Instructions for the task => Transcribe the records in their entirety, exactly as given.

Natural language region descriptions
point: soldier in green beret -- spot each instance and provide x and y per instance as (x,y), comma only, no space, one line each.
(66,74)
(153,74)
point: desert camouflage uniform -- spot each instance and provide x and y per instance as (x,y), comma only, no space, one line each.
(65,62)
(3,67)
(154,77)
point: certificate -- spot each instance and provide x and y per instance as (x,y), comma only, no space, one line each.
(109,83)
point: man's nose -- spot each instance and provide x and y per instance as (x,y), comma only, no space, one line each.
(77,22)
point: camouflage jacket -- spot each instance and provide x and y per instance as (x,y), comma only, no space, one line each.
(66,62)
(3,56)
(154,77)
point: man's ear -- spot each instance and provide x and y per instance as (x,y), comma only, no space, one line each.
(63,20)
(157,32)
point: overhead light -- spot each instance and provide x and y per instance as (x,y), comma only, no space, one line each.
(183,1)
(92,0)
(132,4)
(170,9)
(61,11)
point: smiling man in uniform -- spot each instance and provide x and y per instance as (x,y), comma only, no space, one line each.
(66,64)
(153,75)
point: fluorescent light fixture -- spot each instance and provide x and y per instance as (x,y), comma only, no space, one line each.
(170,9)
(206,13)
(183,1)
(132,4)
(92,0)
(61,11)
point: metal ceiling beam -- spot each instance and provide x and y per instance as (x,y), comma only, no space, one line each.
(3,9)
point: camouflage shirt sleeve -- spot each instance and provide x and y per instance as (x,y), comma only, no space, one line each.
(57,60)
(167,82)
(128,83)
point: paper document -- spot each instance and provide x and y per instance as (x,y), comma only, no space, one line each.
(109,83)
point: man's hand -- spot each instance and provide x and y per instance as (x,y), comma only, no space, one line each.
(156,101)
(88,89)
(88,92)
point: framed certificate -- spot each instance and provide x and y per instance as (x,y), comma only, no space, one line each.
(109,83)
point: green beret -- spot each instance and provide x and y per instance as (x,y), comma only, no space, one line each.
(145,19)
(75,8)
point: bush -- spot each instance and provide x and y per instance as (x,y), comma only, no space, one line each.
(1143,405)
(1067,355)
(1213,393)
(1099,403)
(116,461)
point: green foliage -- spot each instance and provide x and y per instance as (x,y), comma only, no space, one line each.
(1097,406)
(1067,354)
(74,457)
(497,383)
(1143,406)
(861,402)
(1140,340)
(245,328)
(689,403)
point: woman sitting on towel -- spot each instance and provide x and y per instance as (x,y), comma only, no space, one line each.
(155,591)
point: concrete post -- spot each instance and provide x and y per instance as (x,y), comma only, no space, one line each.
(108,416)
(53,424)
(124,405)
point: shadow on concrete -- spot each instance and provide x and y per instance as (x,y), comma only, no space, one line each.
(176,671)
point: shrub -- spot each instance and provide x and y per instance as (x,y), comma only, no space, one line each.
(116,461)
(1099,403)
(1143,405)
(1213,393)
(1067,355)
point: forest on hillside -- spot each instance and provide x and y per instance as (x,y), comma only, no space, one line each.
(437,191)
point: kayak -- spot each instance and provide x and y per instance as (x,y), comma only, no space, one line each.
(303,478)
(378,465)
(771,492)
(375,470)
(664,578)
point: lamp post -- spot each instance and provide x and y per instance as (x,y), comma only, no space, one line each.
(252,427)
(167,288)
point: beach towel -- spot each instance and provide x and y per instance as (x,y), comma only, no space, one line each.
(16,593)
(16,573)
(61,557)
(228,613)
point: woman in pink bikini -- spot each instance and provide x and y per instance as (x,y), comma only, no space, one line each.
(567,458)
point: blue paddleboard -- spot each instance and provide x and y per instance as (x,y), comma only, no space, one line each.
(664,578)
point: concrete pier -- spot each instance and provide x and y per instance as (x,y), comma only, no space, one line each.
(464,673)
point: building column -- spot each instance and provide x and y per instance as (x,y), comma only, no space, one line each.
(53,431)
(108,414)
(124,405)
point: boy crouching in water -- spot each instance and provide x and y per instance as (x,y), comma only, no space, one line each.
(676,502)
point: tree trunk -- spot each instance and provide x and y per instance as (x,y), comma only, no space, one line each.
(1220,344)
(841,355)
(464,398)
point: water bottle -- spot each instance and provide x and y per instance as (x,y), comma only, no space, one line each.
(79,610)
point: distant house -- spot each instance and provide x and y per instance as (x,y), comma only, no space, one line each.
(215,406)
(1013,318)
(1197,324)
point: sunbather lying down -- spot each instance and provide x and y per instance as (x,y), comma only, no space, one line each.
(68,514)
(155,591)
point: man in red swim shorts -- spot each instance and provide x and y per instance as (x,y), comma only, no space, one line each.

Worked solution =>
point: soldier in green beret -- spot each instance and provide x and y per instance as (x,y), comma only, no space, one line each.
(66,74)
(153,74)
point: desert camouflage uniform -- spot each instance and provide x and y per instance as (x,y), comma only, no space, one line each.
(65,62)
(3,67)
(154,77)
point: certificate -- spot each instance and provide x and y per instance as (x,y), comma only, no space, one line each.
(109,83)
point: man's nose -- spot each instance and provide x and y per instance as (x,y), comma only, no space, one line each.
(77,22)
point: camouflage jacket -- spot each instance and provide x and y per instance as (x,y), comma only, no space, one line each.
(66,62)
(3,56)
(154,77)
point: man's ear -- spot each instance and provide x and y per instance as (x,y), comma only, no space, one line each.
(63,20)
(157,32)
point: overhead light -- spot each instance and provide x and y per instance as (x,y), comma only, no space, one line each.
(183,1)
(92,0)
(132,4)
(170,9)
(61,11)
point: smiling man in uniform -- spot each instance and provide x and y per instance as (x,y), comma only, no space, one line each.
(66,64)
(153,75)
point: fluorescent light fixture -- spot each instance and provide x and y per instance as (x,y), comma only, no space, one line each.
(170,9)
(206,13)
(183,1)
(132,4)
(92,0)
(61,11)
point: metal ceiling beam -- spot each instance and provide x and y per instance as (x,y), comma only, no space, one line each.
(3,9)
point: camouflage shirt sleeve -- spot each instance and provide x and y per instance as (x,y), comma only, no space, one line each.
(57,60)
(167,82)
(128,83)
point: paper document -- spot each instance and provide x and y per instance as (x,y), comma only, no space, one line each.
(109,83)
point: man's hand -- spot each instance and provide x and y per instance as (x,y), comma only, no space, one line each.
(156,101)
(88,89)
(88,92)
point: framed certificate -- spot each instance and provide x and y per instance as (x,y), comma only, no space, one line each.
(109,83)
point: green beret -- spot each instance and provide x and y per instance as (x,y), comma only, no space, one line each.
(145,19)
(75,8)
point: bush -- spot each instance and provide x and y per instance as (x,y), comma only, no space, one line each.
(1143,405)
(1067,355)
(1213,393)
(1099,403)
(116,461)
point: green foliage -- spot each instance and provide x and y per instance as (x,y), comma only, no space, one line each.
(1097,406)
(1067,354)
(74,457)
(497,383)
(1143,406)
(861,402)
(1140,340)
(245,328)
(689,403)
point: woman sitting on towel -- spot each instance and provide x and y per instance as (x,y), comma only, no space, one line each.
(155,591)
point: concrete post -- spot each instance and provide x and y per instance as (x,y), comma only, no space, one line each.
(108,416)
(53,424)
(124,405)
point: shadow on concrete -- spot each instance and provide x and y per instance as (x,y), comma only, no space, one line each.
(176,671)
point: shrub -- spot each instance and provide x and y per instance as (x,y), comma only, no space, one line each.
(116,461)
(1099,403)
(1143,405)
(1213,393)
(1067,355)
point: forest on hillside -- spot each instance and provide x and y per instance as (x,y), comma only, no space, one line each.
(437,191)
point: kayak -- spot each instance and provide x and y per instance as (x,y), comma only, no space, one line each.
(303,478)
(378,465)
(771,492)
(375,470)
(664,578)
point: lamp post -- spot each instance and provide x and y per instance as (x,y), comma only, no space, one line each.
(252,427)
(167,288)
point: beach towel -- spot each instance and provide x and y per instance as (x,y), comma only, no space, one line each.
(16,593)
(16,573)
(61,557)
(228,613)
point: woman in pink bikini -- spot each instance and provide x and y per instance as (x,y), comma only, no space, one line each.
(567,458)
point: blue paddleboard -- spot each instance and provide x and y per instance as (x,y), comma only, no space, one line each.
(664,578)
point: concrete pier -- spot each instance and provide x and y per instance as (x,y), comma only, no space, one line each.
(464,673)
point: building column -- spot each instance and provide x and y per instance as (x,y), comma only, no space, one line each.
(53,431)
(108,414)
(124,405)
point: boy crouching in water -- spot each instance and provide x and y per instance as (x,y), comma only, no space, one line each.
(676,502)
point: tree trunk -- spot each instance and provide x and y per instance as (x,y), comma only, no space, one line each.
(1220,344)
(841,355)
(464,398)
point: water bottle -- spot each instance and provide x and y per instance as (x,y), comma only, no space, one line each.
(79,610)
point: distant house -- spot each instance and provide x and y per instance as (x,y), comma only, no space, one line each.
(215,406)
(1013,318)
(1197,324)
point: sunbather lying down -- spot each instance and provide x and y per instance as (x,y), comma only, no space, one line each.
(68,514)
(155,591)
point: man in red swim shorts -- spot each instance and provide x and y per instance as (x,y), comma only, no space, one line each.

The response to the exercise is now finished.